**To do**
Take the entries below and print, exactly, the stretch from the line containing "the black pants." through the line containing "of the broken", both included.
=== Begin Enclosure ===
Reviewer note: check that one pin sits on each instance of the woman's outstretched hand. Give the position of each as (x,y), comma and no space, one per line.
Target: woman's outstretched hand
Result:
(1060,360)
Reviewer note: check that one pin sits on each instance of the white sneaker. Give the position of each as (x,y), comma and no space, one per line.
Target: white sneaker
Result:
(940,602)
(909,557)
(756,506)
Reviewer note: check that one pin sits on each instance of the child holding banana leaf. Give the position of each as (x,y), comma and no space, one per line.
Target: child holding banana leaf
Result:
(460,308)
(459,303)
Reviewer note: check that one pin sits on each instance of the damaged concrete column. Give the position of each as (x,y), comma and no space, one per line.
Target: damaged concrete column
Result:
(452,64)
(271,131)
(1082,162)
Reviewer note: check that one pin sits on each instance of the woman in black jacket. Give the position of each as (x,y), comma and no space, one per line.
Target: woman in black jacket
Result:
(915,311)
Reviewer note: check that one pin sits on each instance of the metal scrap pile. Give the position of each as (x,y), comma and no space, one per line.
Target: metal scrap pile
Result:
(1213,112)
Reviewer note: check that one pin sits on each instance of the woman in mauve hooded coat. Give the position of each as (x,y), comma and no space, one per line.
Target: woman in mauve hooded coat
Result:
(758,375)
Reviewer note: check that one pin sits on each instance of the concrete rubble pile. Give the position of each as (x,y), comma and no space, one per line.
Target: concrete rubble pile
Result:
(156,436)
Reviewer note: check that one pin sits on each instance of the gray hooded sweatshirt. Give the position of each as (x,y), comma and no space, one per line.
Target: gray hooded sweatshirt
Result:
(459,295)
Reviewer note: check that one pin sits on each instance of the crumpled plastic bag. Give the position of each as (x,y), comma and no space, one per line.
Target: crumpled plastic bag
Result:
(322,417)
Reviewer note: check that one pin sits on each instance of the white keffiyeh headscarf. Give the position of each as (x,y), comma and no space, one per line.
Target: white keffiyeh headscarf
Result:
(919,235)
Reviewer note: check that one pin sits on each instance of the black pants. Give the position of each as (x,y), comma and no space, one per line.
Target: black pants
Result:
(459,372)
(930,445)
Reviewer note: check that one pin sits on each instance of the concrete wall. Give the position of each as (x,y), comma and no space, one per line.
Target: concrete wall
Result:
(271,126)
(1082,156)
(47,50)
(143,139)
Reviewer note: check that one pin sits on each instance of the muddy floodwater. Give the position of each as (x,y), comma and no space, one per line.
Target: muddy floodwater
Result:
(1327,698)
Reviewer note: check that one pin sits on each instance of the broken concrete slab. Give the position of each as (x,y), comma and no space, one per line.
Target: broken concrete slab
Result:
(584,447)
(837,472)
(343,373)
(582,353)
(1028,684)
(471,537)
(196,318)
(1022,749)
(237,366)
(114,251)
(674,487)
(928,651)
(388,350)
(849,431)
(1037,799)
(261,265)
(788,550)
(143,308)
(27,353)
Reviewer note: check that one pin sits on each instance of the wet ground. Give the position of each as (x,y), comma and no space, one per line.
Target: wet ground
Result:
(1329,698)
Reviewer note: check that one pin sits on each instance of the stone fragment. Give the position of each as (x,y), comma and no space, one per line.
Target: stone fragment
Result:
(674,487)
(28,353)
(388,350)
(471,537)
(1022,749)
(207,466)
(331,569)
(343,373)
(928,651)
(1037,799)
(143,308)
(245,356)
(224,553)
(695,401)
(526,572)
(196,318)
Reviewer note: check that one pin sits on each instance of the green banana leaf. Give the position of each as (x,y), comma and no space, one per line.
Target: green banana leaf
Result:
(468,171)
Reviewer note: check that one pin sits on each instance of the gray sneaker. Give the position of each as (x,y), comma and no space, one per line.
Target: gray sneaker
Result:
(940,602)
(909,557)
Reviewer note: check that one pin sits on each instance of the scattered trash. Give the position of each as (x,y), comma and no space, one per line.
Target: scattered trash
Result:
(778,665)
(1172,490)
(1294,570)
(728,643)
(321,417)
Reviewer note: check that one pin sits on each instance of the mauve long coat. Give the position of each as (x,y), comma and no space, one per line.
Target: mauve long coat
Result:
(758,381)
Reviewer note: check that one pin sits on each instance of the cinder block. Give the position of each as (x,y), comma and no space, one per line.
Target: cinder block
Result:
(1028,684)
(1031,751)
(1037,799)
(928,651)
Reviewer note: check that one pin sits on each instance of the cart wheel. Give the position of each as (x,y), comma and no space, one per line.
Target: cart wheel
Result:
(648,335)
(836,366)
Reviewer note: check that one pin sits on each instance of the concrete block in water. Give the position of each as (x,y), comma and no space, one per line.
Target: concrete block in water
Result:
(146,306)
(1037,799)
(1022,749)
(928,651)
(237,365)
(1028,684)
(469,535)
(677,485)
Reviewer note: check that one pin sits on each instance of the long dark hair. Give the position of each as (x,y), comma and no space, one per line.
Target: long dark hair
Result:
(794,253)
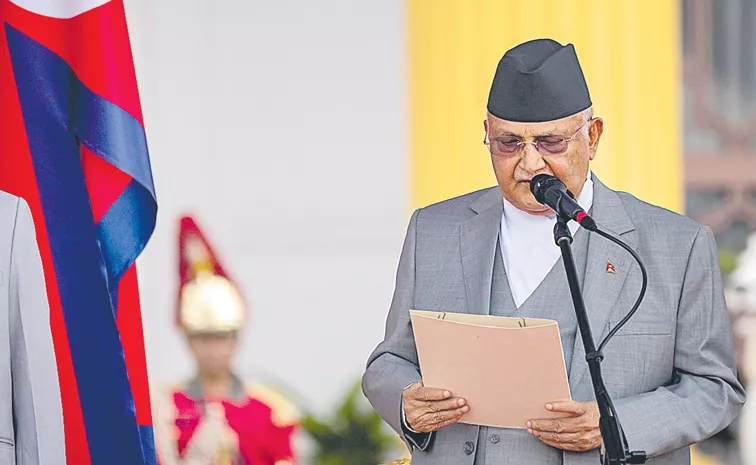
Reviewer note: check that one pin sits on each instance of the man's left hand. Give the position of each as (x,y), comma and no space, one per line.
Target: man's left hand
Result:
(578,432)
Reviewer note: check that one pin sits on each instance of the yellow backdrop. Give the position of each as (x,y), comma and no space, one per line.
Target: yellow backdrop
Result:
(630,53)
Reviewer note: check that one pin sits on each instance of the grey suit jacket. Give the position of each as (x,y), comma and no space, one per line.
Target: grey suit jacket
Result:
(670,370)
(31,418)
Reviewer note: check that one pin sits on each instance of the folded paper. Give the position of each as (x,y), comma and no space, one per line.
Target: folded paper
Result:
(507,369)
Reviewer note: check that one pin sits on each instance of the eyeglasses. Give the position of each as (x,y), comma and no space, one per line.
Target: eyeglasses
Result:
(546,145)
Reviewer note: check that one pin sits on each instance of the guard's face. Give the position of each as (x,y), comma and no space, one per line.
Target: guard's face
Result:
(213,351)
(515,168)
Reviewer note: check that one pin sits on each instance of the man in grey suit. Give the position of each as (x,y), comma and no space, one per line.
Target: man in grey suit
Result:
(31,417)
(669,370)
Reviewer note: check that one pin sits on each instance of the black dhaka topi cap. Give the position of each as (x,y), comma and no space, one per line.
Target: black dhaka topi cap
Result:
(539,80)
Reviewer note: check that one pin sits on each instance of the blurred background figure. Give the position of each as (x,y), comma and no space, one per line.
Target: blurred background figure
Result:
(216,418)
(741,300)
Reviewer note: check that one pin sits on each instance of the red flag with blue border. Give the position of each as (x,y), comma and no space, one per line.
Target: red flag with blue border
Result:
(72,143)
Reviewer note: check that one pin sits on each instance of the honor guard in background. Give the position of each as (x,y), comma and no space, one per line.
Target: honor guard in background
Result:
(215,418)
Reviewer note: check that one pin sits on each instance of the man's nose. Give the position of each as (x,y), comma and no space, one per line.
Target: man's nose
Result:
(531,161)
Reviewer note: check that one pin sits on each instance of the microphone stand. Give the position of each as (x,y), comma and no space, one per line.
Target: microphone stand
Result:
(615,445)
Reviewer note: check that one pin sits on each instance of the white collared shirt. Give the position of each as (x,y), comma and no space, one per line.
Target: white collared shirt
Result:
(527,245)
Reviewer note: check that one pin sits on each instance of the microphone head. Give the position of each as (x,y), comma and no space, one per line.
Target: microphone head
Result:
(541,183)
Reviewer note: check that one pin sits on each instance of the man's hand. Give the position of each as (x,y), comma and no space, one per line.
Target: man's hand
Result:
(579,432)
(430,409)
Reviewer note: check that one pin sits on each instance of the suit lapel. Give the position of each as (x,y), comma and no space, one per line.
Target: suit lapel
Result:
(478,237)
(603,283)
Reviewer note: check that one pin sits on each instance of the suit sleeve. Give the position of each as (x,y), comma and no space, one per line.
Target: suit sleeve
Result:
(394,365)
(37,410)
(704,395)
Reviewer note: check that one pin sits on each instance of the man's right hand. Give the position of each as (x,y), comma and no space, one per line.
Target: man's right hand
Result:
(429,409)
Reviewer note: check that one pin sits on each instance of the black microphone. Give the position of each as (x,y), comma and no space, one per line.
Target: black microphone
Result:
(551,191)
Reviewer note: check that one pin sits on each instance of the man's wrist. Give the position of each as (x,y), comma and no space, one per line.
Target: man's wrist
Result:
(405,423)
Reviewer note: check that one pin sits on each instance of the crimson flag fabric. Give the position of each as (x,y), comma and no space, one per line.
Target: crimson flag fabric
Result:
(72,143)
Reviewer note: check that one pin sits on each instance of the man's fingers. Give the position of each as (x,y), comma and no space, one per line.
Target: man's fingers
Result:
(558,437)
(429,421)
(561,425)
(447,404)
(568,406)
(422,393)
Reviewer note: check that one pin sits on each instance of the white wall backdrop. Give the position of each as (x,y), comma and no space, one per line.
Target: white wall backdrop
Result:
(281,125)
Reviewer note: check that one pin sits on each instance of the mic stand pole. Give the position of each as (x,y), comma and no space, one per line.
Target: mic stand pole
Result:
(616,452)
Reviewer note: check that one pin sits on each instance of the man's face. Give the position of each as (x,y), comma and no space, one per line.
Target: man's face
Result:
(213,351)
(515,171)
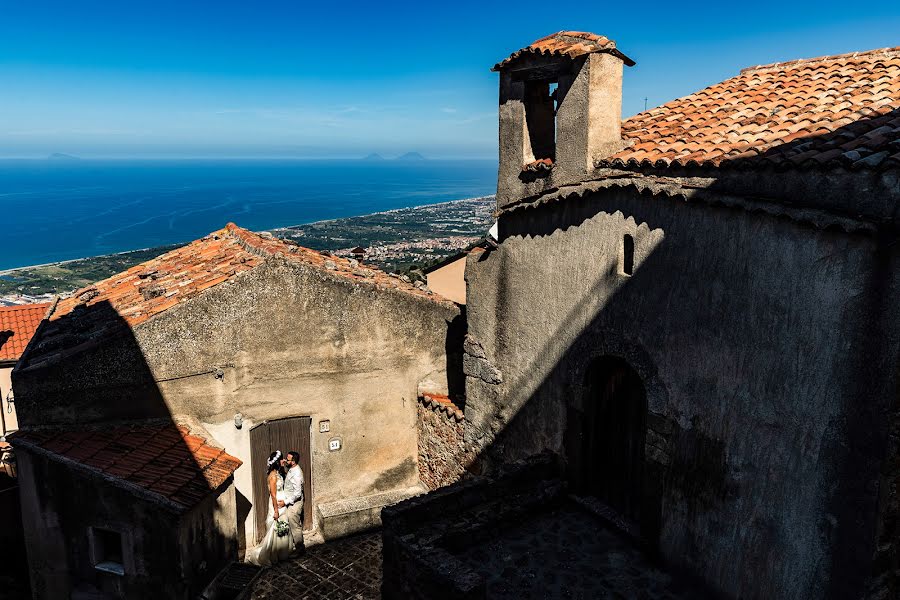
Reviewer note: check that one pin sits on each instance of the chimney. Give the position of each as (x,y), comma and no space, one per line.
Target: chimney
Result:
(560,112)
=== End Enclosure ===
=== Begin Enclosure ===
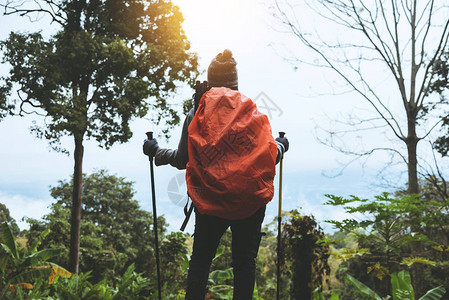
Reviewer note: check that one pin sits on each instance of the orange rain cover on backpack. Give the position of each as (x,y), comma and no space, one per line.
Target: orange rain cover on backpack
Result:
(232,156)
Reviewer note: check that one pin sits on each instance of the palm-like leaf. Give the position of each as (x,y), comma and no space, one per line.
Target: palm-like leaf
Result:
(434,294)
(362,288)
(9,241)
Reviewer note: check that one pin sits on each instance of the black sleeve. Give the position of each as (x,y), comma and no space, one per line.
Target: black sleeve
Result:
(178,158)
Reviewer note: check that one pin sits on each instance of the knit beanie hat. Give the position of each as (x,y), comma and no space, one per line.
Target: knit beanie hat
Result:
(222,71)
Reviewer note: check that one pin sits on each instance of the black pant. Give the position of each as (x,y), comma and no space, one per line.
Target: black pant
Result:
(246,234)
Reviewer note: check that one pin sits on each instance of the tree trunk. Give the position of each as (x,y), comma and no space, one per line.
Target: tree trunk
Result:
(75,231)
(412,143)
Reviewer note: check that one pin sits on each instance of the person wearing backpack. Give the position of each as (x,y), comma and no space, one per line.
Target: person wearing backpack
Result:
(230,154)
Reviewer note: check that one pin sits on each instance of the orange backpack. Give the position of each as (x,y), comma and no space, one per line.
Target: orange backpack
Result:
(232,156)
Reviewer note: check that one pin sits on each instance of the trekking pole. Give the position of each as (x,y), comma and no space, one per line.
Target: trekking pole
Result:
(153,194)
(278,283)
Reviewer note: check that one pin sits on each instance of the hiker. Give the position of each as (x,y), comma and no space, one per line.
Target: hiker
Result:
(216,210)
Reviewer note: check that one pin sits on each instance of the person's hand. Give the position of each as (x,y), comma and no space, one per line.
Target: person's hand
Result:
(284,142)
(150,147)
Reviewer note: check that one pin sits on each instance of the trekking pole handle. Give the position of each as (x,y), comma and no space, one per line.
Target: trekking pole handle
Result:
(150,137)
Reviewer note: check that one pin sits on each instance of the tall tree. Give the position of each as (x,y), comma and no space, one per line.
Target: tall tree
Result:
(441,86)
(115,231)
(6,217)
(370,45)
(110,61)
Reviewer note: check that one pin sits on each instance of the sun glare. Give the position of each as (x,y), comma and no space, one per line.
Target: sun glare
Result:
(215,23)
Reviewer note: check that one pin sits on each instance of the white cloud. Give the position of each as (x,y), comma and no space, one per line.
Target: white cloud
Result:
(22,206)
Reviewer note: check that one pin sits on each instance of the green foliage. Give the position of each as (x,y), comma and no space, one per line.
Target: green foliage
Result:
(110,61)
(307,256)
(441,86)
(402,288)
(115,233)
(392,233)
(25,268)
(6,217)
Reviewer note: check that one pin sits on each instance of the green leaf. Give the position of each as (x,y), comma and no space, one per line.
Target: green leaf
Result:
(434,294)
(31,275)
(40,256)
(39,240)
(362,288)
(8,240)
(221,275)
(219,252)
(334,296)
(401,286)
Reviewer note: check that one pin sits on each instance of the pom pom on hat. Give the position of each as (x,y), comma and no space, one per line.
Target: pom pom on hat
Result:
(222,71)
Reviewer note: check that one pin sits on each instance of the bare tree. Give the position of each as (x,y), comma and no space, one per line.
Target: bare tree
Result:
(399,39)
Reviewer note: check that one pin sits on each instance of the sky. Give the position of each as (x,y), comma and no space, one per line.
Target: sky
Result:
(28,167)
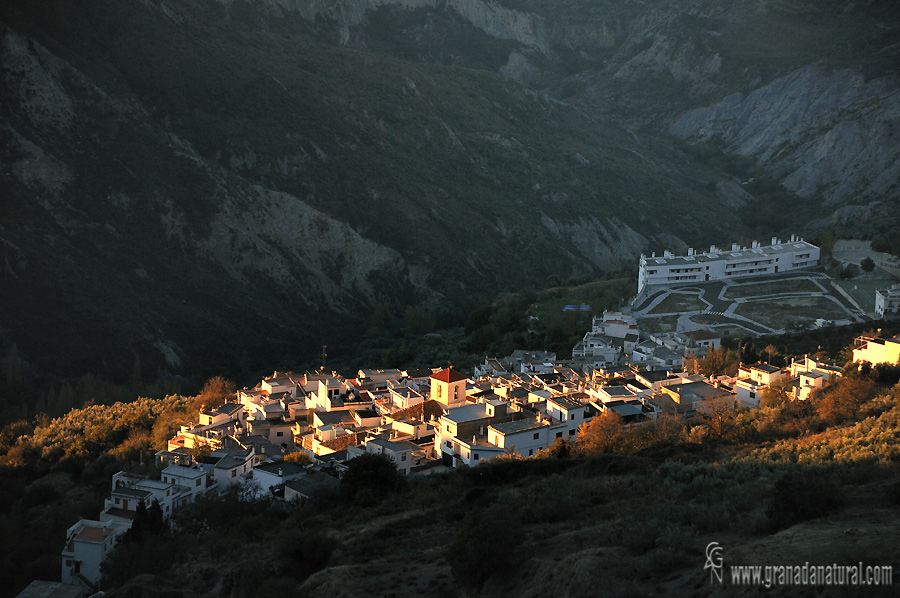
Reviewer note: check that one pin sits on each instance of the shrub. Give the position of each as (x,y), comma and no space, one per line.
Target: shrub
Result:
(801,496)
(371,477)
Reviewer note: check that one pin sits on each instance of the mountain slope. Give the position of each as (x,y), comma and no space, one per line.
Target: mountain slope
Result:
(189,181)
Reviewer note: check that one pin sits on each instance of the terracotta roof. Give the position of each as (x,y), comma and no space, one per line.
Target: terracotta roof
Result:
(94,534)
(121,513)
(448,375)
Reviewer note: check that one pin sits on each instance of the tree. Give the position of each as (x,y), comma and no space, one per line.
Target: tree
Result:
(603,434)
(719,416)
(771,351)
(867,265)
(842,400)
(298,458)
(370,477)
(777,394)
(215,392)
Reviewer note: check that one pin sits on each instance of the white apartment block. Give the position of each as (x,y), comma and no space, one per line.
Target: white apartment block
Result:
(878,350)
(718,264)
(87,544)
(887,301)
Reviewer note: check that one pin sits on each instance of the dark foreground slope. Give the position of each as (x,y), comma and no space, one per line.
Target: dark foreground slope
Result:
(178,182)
=== End Enclosure ===
**Reply**
Reviewer note: check that one pin sits on each instance of the black pants. Give the position of each as (x,y), comma and no space, one per line.
Target: black pants
Result:
(459,372)
(930,445)
Reviewer note: check that one pin sits on each instance of the concrete wall. Give the position of each as (x,y), comma and no space, one per line.
Target: concrete wall
Result:
(271,126)
(1082,156)
(47,50)
(143,139)
Reviewer note: check that one pin sits on each instance of the muddy floodwater. Give the position of each as (x,y), comma and no space, one per line.
Target: muddy floodwater
Result:
(1327,698)
Reviewer note: check that one pin sits on each instance of the broken concrete slab. Give the position of each as (x,y), comma and no space, one per line.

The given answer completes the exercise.